=== What needs to be done ===
Give the listing below again in full, exactly as written.
....
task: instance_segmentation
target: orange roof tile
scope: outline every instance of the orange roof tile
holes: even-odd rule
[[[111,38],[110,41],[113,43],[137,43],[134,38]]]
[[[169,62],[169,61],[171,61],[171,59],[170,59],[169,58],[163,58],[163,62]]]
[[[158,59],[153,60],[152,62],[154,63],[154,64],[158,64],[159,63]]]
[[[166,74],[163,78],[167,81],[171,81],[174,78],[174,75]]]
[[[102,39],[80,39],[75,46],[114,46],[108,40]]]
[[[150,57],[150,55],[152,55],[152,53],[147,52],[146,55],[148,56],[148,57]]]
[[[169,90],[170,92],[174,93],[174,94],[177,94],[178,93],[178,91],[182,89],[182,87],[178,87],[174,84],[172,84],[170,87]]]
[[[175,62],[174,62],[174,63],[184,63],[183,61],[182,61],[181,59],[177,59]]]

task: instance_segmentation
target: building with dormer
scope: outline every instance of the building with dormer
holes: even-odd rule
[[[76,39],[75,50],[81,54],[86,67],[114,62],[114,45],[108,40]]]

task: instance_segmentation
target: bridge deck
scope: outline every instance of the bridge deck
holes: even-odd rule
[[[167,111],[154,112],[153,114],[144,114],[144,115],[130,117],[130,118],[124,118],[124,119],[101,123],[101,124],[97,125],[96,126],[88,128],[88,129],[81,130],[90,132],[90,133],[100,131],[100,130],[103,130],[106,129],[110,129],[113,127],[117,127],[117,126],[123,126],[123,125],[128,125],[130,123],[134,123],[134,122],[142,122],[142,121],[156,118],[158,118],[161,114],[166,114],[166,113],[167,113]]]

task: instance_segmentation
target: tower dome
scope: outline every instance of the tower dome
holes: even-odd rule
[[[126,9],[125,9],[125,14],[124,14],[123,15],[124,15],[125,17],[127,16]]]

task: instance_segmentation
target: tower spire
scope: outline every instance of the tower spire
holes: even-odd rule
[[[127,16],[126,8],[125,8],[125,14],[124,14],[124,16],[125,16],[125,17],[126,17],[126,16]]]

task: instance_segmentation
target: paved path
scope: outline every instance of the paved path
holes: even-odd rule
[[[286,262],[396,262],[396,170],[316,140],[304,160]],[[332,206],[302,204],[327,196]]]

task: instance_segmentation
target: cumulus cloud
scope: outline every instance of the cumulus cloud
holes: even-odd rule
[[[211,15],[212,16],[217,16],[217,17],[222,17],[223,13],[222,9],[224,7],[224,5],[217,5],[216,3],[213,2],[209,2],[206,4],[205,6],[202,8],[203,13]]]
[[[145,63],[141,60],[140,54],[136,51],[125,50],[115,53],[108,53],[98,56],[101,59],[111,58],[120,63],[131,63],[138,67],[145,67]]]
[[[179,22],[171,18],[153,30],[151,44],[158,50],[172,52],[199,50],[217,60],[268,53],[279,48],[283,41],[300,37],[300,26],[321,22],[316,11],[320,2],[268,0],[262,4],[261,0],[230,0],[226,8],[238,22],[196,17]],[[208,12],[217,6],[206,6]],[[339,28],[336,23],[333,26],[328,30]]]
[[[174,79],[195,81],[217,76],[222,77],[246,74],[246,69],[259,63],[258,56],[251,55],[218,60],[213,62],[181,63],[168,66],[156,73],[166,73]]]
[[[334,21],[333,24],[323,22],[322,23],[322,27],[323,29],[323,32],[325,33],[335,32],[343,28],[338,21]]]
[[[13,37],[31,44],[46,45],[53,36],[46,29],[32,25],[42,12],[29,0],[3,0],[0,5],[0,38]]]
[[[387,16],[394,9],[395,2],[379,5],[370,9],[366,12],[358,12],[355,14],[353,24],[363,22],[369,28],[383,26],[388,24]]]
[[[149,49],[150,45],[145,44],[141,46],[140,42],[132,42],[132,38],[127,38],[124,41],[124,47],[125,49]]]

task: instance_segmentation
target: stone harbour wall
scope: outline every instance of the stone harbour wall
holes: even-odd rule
....
=== In response ===
task: instance_segmentation
target: orange roof tile
scope: outline every instance of the orange roof tile
holes: even-odd rule
[[[111,38],[110,41],[113,43],[137,43],[134,38]]]
[[[169,62],[169,61],[171,61],[171,59],[170,59],[169,58],[163,58],[163,62]]]
[[[158,59],[153,60],[152,62],[154,63],[154,64],[158,64],[159,63]]]
[[[166,74],[163,78],[167,81],[171,81],[174,78],[174,75]]]
[[[102,39],[80,39],[75,46],[114,46],[108,40]]]
[[[150,57],[150,55],[152,55],[152,53],[147,52],[146,55],[148,56],[148,57]]]
[[[169,90],[170,92],[174,93],[174,94],[177,94],[178,93],[178,91],[182,89],[182,87],[178,87],[174,84],[172,84],[170,87]]]
[[[175,62],[174,62],[174,63],[184,63],[183,61],[182,61],[181,59],[177,59]]]

task: instance_segmentation
target: building with dormer
scope: outline every instance of the building with dormer
holes: even-odd rule
[[[76,39],[75,50],[81,54],[86,67],[114,62],[114,45],[108,40]]]

task: instance_segmentation
target: bridge deck
scope: outline every instance of the bridge deck
holes: even-odd rule
[[[167,111],[154,112],[153,114],[144,114],[144,115],[130,117],[130,118],[124,118],[124,119],[101,123],[101,124],[97,125],[96,126],[88,128],[88,129],[81,130],[90,132],[90,133],[100,131],[100,130],[103,130],[106,129],[110,129],[113,127],[117,127],[117,126],[123,126],[123,125],[128,125],[130,123],[134,123],[134,122],[142,122],[142,121],[156,118],[158,118],[161,114],[166,114],[166,113],[167,113]]]

task: instance_segmentation
target: tower dome
scope: outline every instance of the tower dome
holes: even-odd rule
[[[126,9],[125,9],[125,14],[124,14],[123,15],[124,15],[125,17],[127,16]]]

task: instance_segmentation
target: tower spire
scope: outline every instance of the tower spire
holes: even-odd rule
[[[127,16],[126,8],[125,8],[125,14],[124,14],[124,16],[125,16],[125,17],[126,17],[126,16]]]

task: instance_segmentation
target: paved path
scope: outline every instance of the paved path
holes: even-odd rule
[[[286,262],[396,262],[396,170],[316,140],[304,160]],[[332,206],[302,204],[327,196]]]

task: instance_segmentation
target: cumulus cloud
scope: outline every instance of the cumulus cloud
holes: even-odd rule
[[[211,15],[212,16],[217,16],[217,17],[222,17],[223,13],[222,9],[224,7],[224,5],[217,5],[216,3],[213,2],[209,2],[206,4],[205,6],[202,8],[203,13]]]
[[[145,63],[141,60],[140,54],[136,51],[125,50],[115,53],[108,53],[98,56],[101,59],[111,58],[120,63],[131,63],[138,67],[145,67]]]
[[[179,22],[171,18],[153,30],[151,44],[158,50],[172,52],[199,50],[217,60],[268,53],[279,48],[283,41],[300,37],[300,26],[321,22],[316,11],[320,2],[268,0],[262,4],[261,0],[230,0],[226,8],[238,22],[196,17]],[[208,12],[217,6],[206,6]],[[339,28],[336,23],[333,26],[328,30]]]
[[[174,79],[195,81],[217,76],[222,77],[246,74],[246,69],[259,63],[258,56],[251,55],[218,60],[213,62],[181,63],[168,66],[156,73],[166,73]]]
[[[334,21],[333,24],[323,22],[322,23],[322,27],[323,29],[323,32],[325,33],[335,32],[343,28],[338,21]]]
[[[13,37],[31,44],[46,45],[53,36],[46,29],[32,25],[42,12],[29,0],[3,0],[0,5],[0,38]]]
[[[387,16],[394,9],[395,2],[379,5],[370,9],[366,12],[358,12],[355,14],[353,24],[363,22],[369,28],[383,26],[388,24]]]
[[[149,49],[150,45],[145,44],[141,46],[140,42],[132,42],[132,38],[127,38],[124,41],[124,47],[125,49]]]

task: instance_segmentation
target: stone harbour wall
scope: outline every instance of the stone harbour wall
holes: even-odd rule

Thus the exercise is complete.